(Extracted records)

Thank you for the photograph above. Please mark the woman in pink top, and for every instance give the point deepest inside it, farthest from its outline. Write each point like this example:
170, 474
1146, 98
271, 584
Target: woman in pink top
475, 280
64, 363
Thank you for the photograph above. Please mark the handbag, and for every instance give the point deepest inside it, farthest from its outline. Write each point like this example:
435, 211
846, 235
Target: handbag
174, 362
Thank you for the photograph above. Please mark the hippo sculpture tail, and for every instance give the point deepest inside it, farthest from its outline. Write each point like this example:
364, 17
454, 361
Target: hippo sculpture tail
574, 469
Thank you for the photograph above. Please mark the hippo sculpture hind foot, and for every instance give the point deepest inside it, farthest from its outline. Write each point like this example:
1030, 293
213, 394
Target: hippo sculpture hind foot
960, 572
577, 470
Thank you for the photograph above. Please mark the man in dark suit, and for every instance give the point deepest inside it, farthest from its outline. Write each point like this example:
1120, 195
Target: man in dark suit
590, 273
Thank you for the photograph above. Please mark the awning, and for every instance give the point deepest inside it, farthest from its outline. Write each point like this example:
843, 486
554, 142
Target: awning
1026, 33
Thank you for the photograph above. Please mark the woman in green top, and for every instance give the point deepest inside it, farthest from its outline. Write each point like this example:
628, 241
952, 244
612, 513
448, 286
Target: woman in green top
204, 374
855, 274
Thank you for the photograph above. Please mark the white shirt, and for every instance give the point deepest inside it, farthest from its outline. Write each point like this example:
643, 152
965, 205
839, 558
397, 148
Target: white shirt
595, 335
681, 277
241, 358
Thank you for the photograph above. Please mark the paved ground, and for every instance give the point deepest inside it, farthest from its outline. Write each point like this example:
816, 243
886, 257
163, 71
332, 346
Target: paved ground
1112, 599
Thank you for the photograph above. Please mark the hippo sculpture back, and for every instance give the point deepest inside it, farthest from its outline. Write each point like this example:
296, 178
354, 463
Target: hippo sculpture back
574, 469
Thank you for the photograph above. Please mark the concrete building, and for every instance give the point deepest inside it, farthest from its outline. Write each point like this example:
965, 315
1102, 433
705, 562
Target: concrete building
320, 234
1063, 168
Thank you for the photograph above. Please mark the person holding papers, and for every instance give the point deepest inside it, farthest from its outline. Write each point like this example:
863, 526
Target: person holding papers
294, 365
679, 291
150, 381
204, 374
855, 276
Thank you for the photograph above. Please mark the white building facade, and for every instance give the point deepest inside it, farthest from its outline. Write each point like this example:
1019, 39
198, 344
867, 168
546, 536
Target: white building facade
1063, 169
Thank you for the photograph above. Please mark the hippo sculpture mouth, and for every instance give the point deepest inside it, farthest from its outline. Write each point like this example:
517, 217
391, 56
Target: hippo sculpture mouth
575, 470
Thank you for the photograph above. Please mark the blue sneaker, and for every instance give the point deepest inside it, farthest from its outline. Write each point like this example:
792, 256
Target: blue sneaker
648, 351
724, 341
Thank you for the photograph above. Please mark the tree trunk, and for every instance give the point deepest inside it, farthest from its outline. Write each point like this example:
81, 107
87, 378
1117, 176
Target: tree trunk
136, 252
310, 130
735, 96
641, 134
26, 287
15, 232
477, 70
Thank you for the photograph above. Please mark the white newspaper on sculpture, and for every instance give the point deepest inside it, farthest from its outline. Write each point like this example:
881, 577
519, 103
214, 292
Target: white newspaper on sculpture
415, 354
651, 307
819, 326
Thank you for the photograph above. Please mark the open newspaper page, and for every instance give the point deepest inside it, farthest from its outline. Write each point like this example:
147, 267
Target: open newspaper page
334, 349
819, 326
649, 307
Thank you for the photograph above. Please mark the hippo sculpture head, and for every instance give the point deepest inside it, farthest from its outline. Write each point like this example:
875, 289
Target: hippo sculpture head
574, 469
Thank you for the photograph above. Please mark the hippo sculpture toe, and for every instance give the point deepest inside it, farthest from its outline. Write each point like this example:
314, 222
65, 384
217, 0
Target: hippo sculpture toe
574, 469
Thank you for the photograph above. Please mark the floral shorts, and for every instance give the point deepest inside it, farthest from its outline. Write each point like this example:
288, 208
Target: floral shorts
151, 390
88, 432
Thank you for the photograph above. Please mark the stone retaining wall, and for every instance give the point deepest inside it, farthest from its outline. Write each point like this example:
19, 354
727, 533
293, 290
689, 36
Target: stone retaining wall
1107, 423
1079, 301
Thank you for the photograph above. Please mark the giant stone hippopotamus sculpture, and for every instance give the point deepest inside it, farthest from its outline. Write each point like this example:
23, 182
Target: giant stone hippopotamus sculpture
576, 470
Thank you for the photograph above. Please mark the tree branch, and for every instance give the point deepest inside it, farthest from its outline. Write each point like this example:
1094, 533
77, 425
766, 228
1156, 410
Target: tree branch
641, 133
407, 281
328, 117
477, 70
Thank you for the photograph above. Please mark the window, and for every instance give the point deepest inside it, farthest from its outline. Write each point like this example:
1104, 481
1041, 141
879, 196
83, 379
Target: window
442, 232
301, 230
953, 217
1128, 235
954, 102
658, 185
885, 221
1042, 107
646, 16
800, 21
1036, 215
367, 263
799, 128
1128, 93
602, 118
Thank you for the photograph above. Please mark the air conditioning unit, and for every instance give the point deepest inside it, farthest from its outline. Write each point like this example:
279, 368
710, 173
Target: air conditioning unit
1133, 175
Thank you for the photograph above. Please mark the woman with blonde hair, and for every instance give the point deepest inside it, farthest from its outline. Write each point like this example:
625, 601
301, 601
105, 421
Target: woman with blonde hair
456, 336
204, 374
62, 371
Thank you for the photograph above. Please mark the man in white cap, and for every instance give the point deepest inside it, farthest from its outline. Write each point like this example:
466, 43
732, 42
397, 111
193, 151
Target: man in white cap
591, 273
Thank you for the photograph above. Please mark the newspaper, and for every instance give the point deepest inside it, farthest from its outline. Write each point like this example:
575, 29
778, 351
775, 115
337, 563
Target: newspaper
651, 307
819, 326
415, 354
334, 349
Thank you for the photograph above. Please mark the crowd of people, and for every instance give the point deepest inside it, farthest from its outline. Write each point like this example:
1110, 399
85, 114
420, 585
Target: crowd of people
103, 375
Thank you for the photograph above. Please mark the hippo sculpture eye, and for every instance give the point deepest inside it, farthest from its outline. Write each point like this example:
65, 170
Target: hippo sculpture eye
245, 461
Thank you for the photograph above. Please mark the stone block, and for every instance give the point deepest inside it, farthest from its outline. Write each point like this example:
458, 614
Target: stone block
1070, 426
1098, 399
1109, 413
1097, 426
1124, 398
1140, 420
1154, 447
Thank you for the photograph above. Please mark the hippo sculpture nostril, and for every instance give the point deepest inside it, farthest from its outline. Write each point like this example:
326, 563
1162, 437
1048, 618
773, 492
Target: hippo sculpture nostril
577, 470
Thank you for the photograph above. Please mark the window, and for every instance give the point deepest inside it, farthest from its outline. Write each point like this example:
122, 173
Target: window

▶ _TASK TO CARRY OUT_
Copy out the records once more, with nothing altered.

▶ _YOUR SOLUTION_
Thank you for the photograph above. Please mark the woman in pink top, and for every instance give the point deepest inside it, farthest from its outline. Write each point like this example:
170, 474
1146, 98
271, 584
Target: woman in pink top
475, 280
64, 363
Thank you for the photograph above. Please mark the handbag, and for every instance give the point deepest inside it, farthest from its outline. Write each point like this example:
435, 211
846, 235
Target: handbag
174, 362
Thank you for the photograph above. Please mark the hippo sculpture tail, and for every instance give the point deepest inside it, farthest from its outline. Write each point like this example:
364, 17
454, 361
Target: hippo sculpture tail
574, 469
Thank you for the photograph above. Please mark the hippo sculpture hind foot, and for every instance give the point deepest inside it, farthest from its outline. Write each point like this example:
1030, 293
213, 394
Target: hippo sculpture hind foot
960, 572
577, 470
Thank you for the photograph above. Please mark the man in dark suit, and for every instance give the point deepest inside it, farthest from its outline. Write each point like this example:
1120, 195
Target: man in dark suit
590, 273
Thank you for the photograph above. Please mark the awning, and for every instance give the point deepest inside it, farthest from its outline. Write each point like this example:
843, 486
554, 142
Target: awning
1026, 33
Thank you for the photograph above. Please mark the woman in green top, and for every instance give the point deepest inside it, farthest from its outline. Write each point like this example:
628, 241
952, 244
612, 513
448, 286
Target: woman in green top
204, 374
855, 274
Thank you for the photograph above. Please mark the white shirt, and for every instance give the point deepest inside it, farthest from its outline. Write each point like this example:
643, 152
965, 205
839, 558
397, 148
Target: white shirt
595, 335
681, 277
241, 358
Thank you for the photograph above. Please mark the paved ground, and for every instance give the point deepest inside it, farthest from its outline. Write each point like this example:
816, 243
886, 257
163, 71
332, 346
Target: paved ground
1112, 599
Thank you for the photograph above. Please mark the hippo sculpture back, and for every instance give the point deepest inside it, farthest from its outline. Write each point like this example:
296, 178
354, 463
Target: hippo sculpture back
574, 469
Thank you for the photograph above. Please mark the concrete building, and for every instance give the point deepest inside it, farthest from its outline. Write each point like this example:
965, 315
1102, 433
705, 562
Target: concrete building
320, 234
1063, 168
Thank you for the photograph above. Please mark the person holding papers, and for every instance give the point deepest inside it, farthest from its outline. Write each point like this example:
863, 526
Target: person holding papers
294, 365
679, 291
150, 381
204, 374
855, 276
Thank you for the photograph above. Please mark the white building facade, and for every instance give the point deepest inside it, farthest from its outline. Write each point like this example:
1019, 39
198, 344
867, 168
546, 536
Target: white building facade
1063, 169
Thank you for the photograph above. Please mark the hippo sculpture mouth, and for every instance give the point deepest inside it, farthest from its outline. Write each point like this example:
517, 217
391, 56
Target: hippo sculpture mouth
575, 470
Thank you for the photograph above. Please mark the blue sneaker, and for every instance give the point deepest inside it, farthest from its outline. Write each point like this example:
792, 256
Target: blue sneaker
648, 351
724, 341
Thank you for the photograph above. Please mark the tree trunk, and for every instance give the point deepest inside it, farthest from its outline. Write each point like this example:
81, 107
87, 378
1117, 176
Target: tree trunk
136, 252
310, 130
735, 96
641, 134
26, 287
15, 232
477, 70
Thank you for the photograph above. Please mark the white newspaper on sculpture, and for every instance give the point deepest inside it, farthest from its outline. Write each point like this example:
881, 577
519, 103
214, 292
Target: white newspaper on sculpture
415, 354
651, 307
819, 326
Thank you for the photograph above. Please mark the open newspaper page, and for every instance give the point deepest inside it, farthest from its outline. Write each point like this example:
147, 267
Target: open newspaper page
334, 349
819, 326
649, 307
Thank you for the photograph above. Please mark the hippo sculpture head, and for every instance give the point deepest inside it, farthest from its outline. Write each point like this example:
875, 289
Target: hippo sculpture head
574, 469
Thank you for the photograph above. Please mark the hippo sculpture toe, and for every instance give the point deepest inside it, farthest from its outline. Write each point like this example:
314, 222
65, 384
217, 0
Target: hippo sculpture toe
574, 469
Thank you for the photograph above. Please mark the floral shorts, and for every instance give the point deepest inside it, farthest from its outline. Write each point like this example:
288, 208
Target: floral shorts
151, 390
88, 432
Thank you for the photograph above. Please mark the stone retaining wall, and for every instance give the point deepest inside it, farthest from its outline. Write each point like this example:
19, 354
727, 533
293, 290
689, 36
Target: stone retaining wall
1107, 423
1079, 301
Thank you for the photograph above. Please mark the giant stone hippopotamus sculpture, and for every instance give the point deepest inside it, farthest from its outline. Write each point like this example:
23, 182
Target: giant stone hippopotamus sculpture
576, 470
Thank you for the photograph above. Please mark the tree branch, and for every instance give the point deepest inside it, farthest from its outline. Write each point like this example:
1094, 533
77, 425
766, 228
1156, 410
Target: tree branch
641, 133
407, 281
328, 117
477, 70
Thank you for the photograph above. Please mark the window, and for every instance give the point deepest inside it, farthest from its outline. Write each point like this example:
1104, 481
1041, 141
879, 196
83, 379
Target: window
442, 232
301, 230
953, 217
1128, 235
954, 102
658, 185
885, 221
1042, 107
646, 16
800, 21
1036, 215
367, 263
799, 128
1128, 93
602, 118
Thank you for the photograph above. Please mark the air conditioning unit, and for every instance give the point deepest inside it, farthest from its outline. Write each point like this example:
279, 368
710, 173
Target: air conditioning unit
1133, 175
Thank you for the photograph above. Please mark the woman with blonde hair, and for every instance give the point deepest inside it, farthest from its outline. Write each point like this example:
625, 601
301, 601
105, 421
Target: woman with blonde hair
456, 336
204, 374
62, 371
Thank you for the photograph above. Please mark the man in white cap, and for every instance give the point deepest inside it, farthest from its outline. Write each point like this example:
466, 43
732, 42
397, 111
193, 151
Target: man in white cap
591, 273
Thank you for the photograph above. Please mark the newspaper, and for every instance give the point deepest inside it, farthest from its outline. Write each point like this example:
575, 29
778, 351
775, 115
337, 563
Target: newspaper
651, 307
819, 326
415, 354
334, 349
Thank you for the photograph above. Please mark the crowd of people, and for every instance give the point deepest inside it, farthest from its outline. Write each point like this example:
1110, 399
85, 114
420, 585
Target: crowd of people
103, 375
Thank you for the photograph above. Please mark the hippo sculpture eye, and for every instance give the point deepest inside it, farthest from its outline. Write each point like this example:
65, 170
Target: hippo sculpture eye
245, 461
Thank you for the photograph above. Please mark the stone block, and for every instance give the point deepest inside it, farthest from its outline. Write each point like this example:
458, 614
Target: stone block
1070, 426
1098, 399
1109, 413
1097, 426
1124, 398
1140, 420
1154, 447
Thank you for the photograph above. Please mark the hippo sculpture nostril, and for every instance give the point deepest inside it, farthest from its outline. Write each point like this example:
326, 563
1162, 437
1048, 618
773, 492
Target: hippo sculpture nostril
577, 470
Thank you for the photograph above. Please mark the window, and for every instance give the point deepest inside it, farthest from its outline. Write each point like this example:
122, 173
Target: window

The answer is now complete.